Data records
"""
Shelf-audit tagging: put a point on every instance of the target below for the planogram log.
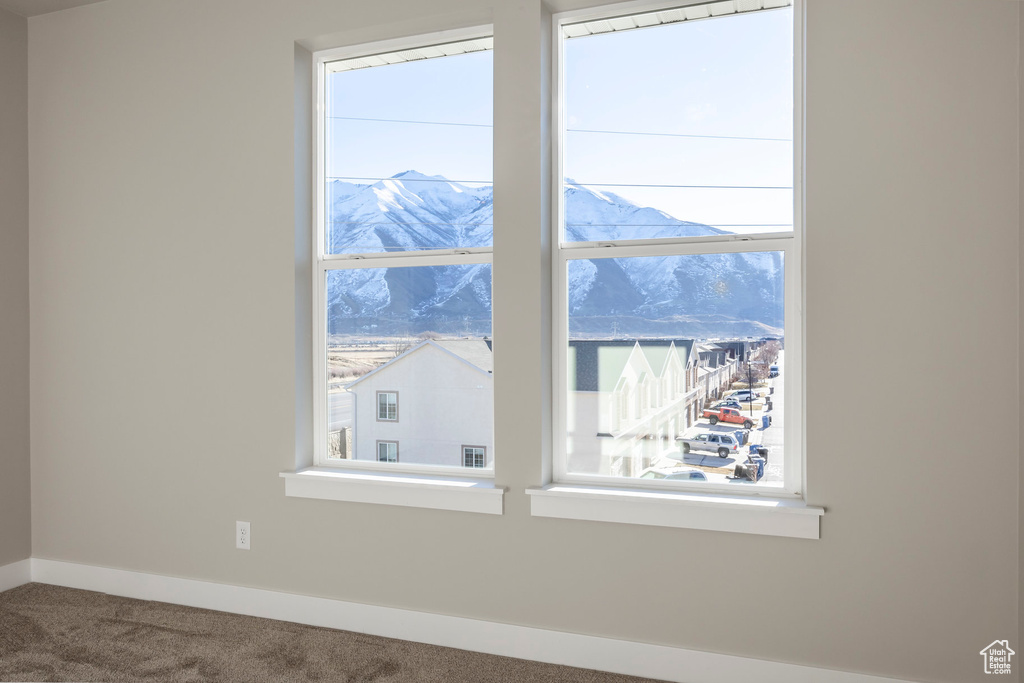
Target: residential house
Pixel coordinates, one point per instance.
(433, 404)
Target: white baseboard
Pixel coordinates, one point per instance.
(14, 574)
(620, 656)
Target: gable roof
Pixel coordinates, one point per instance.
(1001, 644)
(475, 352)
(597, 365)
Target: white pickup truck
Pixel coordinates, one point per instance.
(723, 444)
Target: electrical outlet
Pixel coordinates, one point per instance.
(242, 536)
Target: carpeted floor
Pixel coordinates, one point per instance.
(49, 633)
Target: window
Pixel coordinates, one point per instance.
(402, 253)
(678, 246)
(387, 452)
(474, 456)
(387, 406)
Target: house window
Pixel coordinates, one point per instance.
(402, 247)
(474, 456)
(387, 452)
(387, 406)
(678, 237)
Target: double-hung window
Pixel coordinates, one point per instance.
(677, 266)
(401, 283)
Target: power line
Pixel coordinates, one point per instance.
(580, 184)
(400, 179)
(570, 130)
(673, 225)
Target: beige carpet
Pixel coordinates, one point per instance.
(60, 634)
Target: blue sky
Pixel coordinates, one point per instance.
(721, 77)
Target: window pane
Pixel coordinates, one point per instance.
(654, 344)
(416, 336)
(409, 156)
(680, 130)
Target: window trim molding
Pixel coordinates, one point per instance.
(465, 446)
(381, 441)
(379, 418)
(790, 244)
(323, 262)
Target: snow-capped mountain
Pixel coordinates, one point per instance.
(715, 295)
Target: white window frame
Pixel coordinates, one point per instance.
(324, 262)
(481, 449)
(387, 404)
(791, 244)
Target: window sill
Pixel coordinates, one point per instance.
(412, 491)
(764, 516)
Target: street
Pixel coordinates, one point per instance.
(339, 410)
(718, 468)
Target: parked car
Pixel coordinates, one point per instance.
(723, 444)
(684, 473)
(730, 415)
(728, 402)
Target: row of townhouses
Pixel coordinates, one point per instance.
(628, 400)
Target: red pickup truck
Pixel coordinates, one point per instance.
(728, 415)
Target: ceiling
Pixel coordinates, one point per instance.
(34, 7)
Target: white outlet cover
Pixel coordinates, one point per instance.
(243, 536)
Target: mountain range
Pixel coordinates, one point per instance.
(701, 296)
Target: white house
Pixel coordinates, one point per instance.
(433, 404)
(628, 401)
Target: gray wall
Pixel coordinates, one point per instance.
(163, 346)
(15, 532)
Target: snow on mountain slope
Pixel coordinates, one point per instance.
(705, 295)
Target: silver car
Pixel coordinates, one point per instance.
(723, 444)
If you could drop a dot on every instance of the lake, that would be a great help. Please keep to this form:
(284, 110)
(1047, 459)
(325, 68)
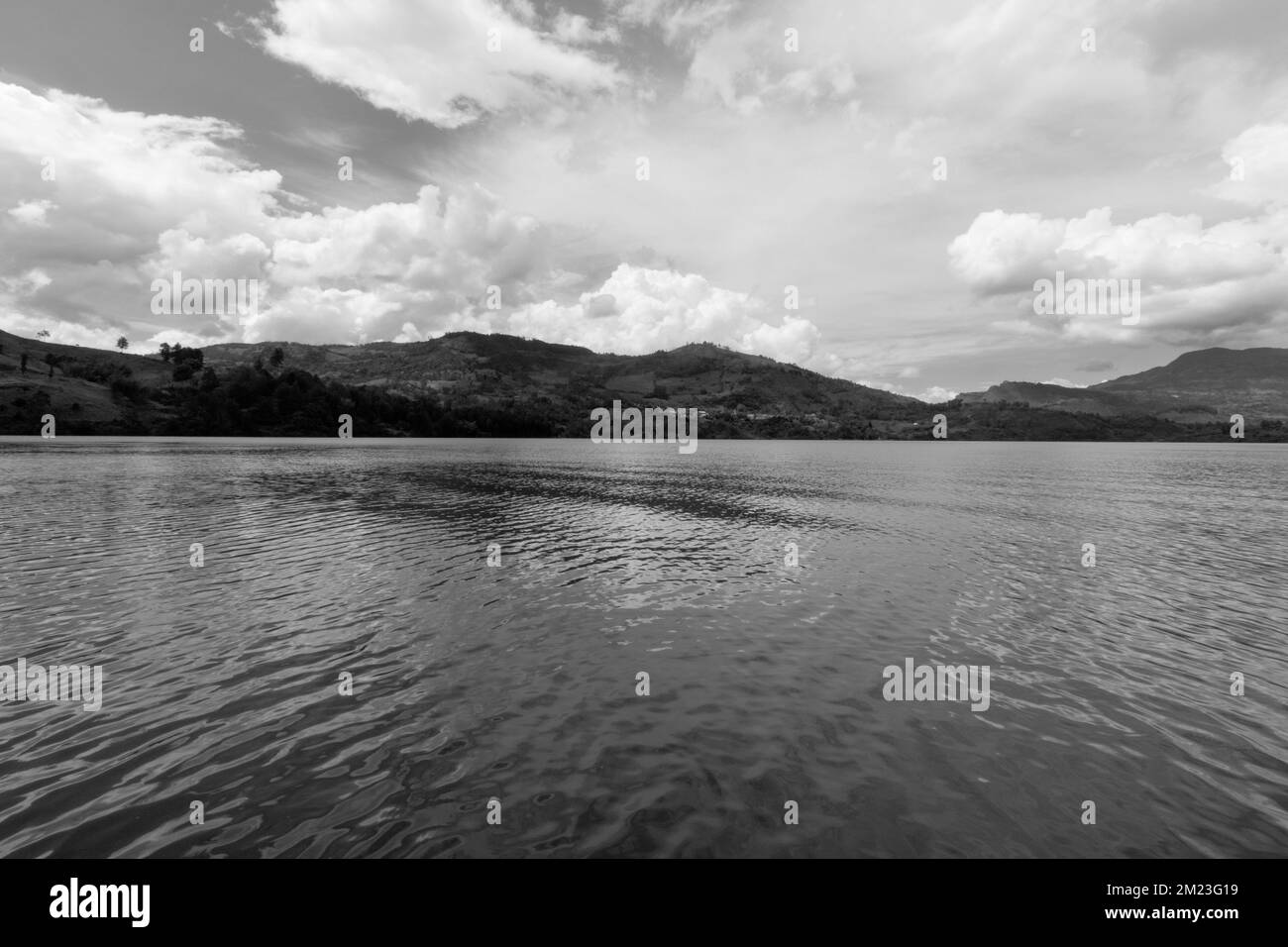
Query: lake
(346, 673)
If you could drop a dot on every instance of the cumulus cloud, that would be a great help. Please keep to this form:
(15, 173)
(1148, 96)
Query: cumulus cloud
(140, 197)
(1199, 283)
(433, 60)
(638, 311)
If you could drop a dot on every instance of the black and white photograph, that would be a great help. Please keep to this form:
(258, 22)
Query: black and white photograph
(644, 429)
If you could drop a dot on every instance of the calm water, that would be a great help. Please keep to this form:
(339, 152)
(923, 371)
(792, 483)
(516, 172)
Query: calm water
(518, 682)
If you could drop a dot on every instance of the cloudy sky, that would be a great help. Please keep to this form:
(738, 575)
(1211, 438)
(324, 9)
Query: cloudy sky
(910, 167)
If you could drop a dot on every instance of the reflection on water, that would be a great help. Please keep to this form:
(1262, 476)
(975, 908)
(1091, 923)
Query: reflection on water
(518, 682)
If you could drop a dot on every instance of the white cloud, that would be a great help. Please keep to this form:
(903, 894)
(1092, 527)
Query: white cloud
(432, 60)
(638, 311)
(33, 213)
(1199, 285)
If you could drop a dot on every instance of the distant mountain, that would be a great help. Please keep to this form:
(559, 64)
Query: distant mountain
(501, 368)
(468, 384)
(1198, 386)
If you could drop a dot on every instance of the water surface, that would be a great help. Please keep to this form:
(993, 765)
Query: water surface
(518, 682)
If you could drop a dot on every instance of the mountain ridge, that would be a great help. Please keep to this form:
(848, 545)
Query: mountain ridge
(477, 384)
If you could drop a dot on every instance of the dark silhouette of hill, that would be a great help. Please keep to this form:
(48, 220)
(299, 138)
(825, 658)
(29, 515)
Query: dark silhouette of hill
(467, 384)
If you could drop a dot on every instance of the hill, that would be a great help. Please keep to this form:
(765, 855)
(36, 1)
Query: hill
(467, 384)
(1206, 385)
"""
Return only the lines from the start of the data through the line that contains "Target: double-hung window", please, copying them exactly and omitting all pictures.

Shelf-audit tagging: put a point on every instance of the target below for the planogram log.
Target: residential house
Pixel coordinates, one point per instance.
(433, 404)
Target: white baseboard
Pixel coordinates, one point per instance.
(14, 574)
(620, 656)
Target: gable roof
Pixel coordinates, one point per instance.
(1001, 644)
(475, 352)
(597, 365)
Target: white pickup truck
Pixel coordinates, one point per instance.
(723, 444)
Target: electrical outlet
Pixel coordinates, one point per instance.
(242, 536)
Target: carpeted floor
Pixel coordinates, one point per instance.
(49, 633)
Target: window
Pixel coordinates, one point per instance.
(402, 253)
(678, 246)
(387, 452)
(474, 456)
(387, 406)
Target: house window
Pixel coordinates, one point per instance.
(402, 247)
(474, 456)
(387, 452)
(387, 406)
(678, 237)
Target: double-hung window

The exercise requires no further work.